The tasks:
(A) Output everything in the contract excerpt from "NELPVClub Member has" down to "to Clause 6.8).", copied word for word.
(B) Add -47 to every coordinate in the answers of the rows, covering everything from the row containing "of the cloister" down to the last row, and give those rows again in full with their requests included.
***** Excerpt
If the sun dont shine the  club member indemnifies NEL from any recompence 

  • Contracted Capacity

The Contracted Capacity provided and sold by NEL and purchased by NELPVClub Member under this Agreement shall be all of the capacity available at any day subject to meteorological and atmospheric conditions including solar eclpis and all other restriction to the availability of sunligt time from the Facility at the Point of Delivery, including any and all uncommitted and undispatched capacity available from any of NEL’s pV Generation Facilities  

  • Contract Energy

Subject to Clause 4.7, the contract energy provided by NEL and received by NELPVClub Member under this Agreement (the “Contract Energy”) shall be the metered Net Electrical Output generated by the Contracted Capacity, less any such energy [(other than energy falling within the Dispatch Tolerance)] that has not been Dispatched by NELPVClub Member. 

  • Exclusive Right

NELPVClub Member has a fully exclusive right to:

  • all Contracted Capacity available at any time from the Facility at the Point of Delivery;
  • the Contract Energy; and
  • any associated rights arising from the availability of the Contracted Capacity or the Contract Energy (including rights to credits or benefits pursuant to Clause 6.8).
  • Dispatch
  • Subject to the provisions of Paragraph 3 of Schedule 5, Part 1, NELPVClub Member shall have the right to determine the Dispatch control from all of the operational Facilities operating in the catchment. 
  • NELPVClub Member shall not issue any Dispatch Instruction that exceeds NEL’s Reported Availability in respect of any Hour.
  • NEL shall comply with Dispatch Instructions given by NELPVClub Member in accordance with Paragraph 3 of Schedule 5, Part 1 and the Operating Characteristics.
  • Restriction of Contract Energy
  • Each Party shall not, and shall procure that its Affiliates shall not (including any person acting, in each case, on their behalf), take or omit to take any action that would result in or materially contribute to a restriction, under the Facility’s Governmental Approvals, in the amount of Contract Energy available for dispatch and receipt by NELPVClub Member following the Commercial Operation Date for the first Unit in time that is Commissioned.
  • Nothing in this Agreement shall be construed to create an obligation of NEL to operate the Facility or any of the Units comprised in it, or permission for NELPVClub Member to Dispatch Contract Energy, in violation of the Facility’s Governmental Approvals or applicable Law (including Environmental Laws).
  • To the extent electric energy is required by the Facility or any of the Units composed in it for operation of the Facility or any of the Units that have been Commissioned, NEL may use electric energy produced by the Facility or any of the Units composed in it.
**********
***** Working data
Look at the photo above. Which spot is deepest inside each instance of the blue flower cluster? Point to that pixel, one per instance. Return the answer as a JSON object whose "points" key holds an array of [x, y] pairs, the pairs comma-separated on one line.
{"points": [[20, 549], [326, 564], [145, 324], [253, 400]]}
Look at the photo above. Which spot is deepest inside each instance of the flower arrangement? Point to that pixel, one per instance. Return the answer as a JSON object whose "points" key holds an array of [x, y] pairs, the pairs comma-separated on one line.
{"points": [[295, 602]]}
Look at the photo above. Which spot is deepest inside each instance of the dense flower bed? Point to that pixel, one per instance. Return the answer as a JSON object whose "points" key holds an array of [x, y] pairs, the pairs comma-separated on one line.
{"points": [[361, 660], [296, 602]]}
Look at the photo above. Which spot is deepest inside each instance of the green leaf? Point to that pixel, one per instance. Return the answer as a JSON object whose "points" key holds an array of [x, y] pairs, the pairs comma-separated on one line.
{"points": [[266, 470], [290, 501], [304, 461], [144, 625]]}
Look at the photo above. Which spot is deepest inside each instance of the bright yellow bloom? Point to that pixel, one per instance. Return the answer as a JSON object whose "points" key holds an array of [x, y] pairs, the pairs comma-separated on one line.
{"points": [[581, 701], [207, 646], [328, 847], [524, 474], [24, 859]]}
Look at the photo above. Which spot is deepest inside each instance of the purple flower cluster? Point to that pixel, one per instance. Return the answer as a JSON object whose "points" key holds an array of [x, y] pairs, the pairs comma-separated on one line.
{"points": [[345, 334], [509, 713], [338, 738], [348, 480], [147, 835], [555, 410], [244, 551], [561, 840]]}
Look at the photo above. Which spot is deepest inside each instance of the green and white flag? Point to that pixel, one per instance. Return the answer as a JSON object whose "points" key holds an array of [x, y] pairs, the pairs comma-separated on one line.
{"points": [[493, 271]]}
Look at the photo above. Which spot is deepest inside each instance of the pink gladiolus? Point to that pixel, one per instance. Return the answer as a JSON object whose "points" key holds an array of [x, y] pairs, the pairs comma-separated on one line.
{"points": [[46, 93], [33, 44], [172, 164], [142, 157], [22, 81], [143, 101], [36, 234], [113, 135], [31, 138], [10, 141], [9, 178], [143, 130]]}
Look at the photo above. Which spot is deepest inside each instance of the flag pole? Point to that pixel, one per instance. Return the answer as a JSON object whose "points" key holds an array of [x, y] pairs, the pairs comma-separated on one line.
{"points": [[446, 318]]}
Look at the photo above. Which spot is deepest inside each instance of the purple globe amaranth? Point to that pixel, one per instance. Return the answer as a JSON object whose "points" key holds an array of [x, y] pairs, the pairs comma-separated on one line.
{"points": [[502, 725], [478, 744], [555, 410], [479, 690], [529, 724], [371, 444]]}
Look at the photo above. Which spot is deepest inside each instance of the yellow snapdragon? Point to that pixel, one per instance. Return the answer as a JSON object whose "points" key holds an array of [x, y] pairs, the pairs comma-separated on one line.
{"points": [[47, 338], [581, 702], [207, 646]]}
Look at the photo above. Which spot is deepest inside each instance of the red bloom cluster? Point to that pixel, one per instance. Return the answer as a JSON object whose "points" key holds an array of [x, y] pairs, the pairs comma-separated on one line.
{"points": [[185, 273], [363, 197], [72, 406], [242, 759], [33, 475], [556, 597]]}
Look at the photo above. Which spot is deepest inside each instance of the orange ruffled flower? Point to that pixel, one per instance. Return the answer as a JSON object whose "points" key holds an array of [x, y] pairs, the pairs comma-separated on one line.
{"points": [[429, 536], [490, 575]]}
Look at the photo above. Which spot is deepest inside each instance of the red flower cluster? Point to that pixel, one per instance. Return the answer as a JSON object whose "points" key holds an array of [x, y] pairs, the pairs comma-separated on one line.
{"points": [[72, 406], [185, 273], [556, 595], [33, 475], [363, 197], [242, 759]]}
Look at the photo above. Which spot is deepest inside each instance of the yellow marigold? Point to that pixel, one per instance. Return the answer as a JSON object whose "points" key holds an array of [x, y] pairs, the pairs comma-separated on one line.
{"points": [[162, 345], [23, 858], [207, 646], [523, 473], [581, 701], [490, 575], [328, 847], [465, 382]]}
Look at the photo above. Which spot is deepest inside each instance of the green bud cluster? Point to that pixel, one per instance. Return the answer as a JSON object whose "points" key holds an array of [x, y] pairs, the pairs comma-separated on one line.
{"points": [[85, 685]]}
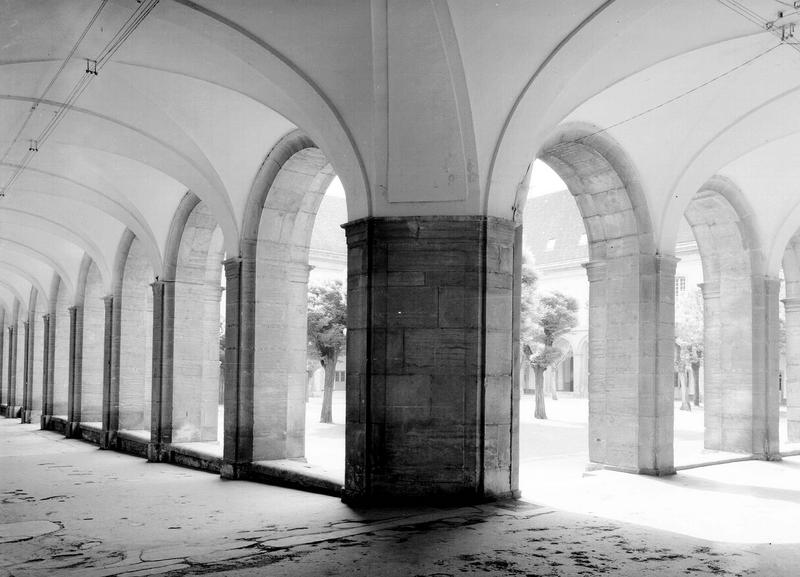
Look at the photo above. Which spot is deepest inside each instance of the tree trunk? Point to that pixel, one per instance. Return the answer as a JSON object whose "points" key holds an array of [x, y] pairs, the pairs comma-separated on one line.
{"points": [[685, 405], [526, 377], [539, 412], [554, 382], [329, 363]]}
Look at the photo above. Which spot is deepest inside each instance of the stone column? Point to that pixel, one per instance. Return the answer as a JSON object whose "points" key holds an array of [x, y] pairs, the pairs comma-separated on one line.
{"points": [[238, 369], [631, 341], [11, 409], [75, 370], [161, 393], [431, 407], [791, 305], [47, 383], [766, 361], [110, 416]]}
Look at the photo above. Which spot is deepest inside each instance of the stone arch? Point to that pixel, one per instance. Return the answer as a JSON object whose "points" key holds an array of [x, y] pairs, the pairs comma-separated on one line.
{"points": [[738, 398], [93, 311], [631, 304], [133, 315], [276, 234], [194, 266], [59, 325]]}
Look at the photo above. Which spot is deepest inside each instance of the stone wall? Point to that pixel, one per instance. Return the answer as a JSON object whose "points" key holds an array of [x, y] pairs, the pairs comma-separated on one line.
{"points": [[431, 410]]}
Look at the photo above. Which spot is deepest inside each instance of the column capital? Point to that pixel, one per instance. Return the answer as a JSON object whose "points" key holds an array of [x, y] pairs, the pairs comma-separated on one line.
{"points": [[667, 263], [772, 282], [596, 270], [710, 290], [233, 267]]}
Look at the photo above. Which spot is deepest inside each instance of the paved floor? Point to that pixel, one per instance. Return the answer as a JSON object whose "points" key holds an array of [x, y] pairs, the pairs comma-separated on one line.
{"points": [[67, 508]]}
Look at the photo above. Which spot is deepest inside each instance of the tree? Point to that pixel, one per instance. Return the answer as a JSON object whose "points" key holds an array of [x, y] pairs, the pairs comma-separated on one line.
{"points": [[689, 337], [544, 319], [327, 322], [528, 304]]}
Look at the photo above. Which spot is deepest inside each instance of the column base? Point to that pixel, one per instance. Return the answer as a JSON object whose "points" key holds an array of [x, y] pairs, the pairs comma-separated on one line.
{"points": [[158, 453], [73, 430], [108, 440], [661, 472], [235, 471]]}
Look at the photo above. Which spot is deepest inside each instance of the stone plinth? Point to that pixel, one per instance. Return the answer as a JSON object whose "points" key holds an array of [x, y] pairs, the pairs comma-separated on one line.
{"points": [[431, 409]]}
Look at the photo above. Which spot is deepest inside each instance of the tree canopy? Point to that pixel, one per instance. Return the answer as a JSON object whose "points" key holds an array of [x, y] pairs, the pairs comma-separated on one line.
{"points": [[327, 319]]}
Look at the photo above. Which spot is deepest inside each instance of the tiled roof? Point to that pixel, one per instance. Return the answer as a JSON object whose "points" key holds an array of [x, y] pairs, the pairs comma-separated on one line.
{"points": [[553, 218], [328, 235]]}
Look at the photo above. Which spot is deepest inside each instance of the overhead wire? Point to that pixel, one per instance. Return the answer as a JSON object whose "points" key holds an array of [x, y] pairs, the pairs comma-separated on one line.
{"points": [[58, 72], [742, 11], [104, 56]]}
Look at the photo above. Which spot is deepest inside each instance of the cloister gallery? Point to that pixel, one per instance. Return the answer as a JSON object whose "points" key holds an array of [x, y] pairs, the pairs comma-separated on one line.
{"points": [[151, 148]]}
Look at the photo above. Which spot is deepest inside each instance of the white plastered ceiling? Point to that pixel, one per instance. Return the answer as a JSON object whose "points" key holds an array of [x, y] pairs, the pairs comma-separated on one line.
{"points": [[421, 107]]}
**********
Final answers:
(A)
NELPVClub Member has a fully exclusive right to:

  • all Contracted Capacity available at any time from the Facility at the Point of Delivery;
  • the Contract Energy; and
  • any associated rights arising from the availability of the Contracted Capacity or the Contract Energy (including rights to credits or benefits pursuant to Clause 6.8).

(B)
Look at the photo above. Which spot is deepest inside each instance of the cloister gallery? Point to that pixel, one per instance. Return the answer as a JSON object whose "points" key holds an array of [x, y] pairs, the pairs comma-separated on one line.
{"points": [[104, 101]]}
Look at the photo above. Which spot is deepest inside each instance of the white plastered ceiling? Point to that pixel, one per instance. Return the answer as a JSON object whose "points" key holds an array of [x, y] pairs, the pairs comma-separated on one line.
{"points": [[374, 60]]}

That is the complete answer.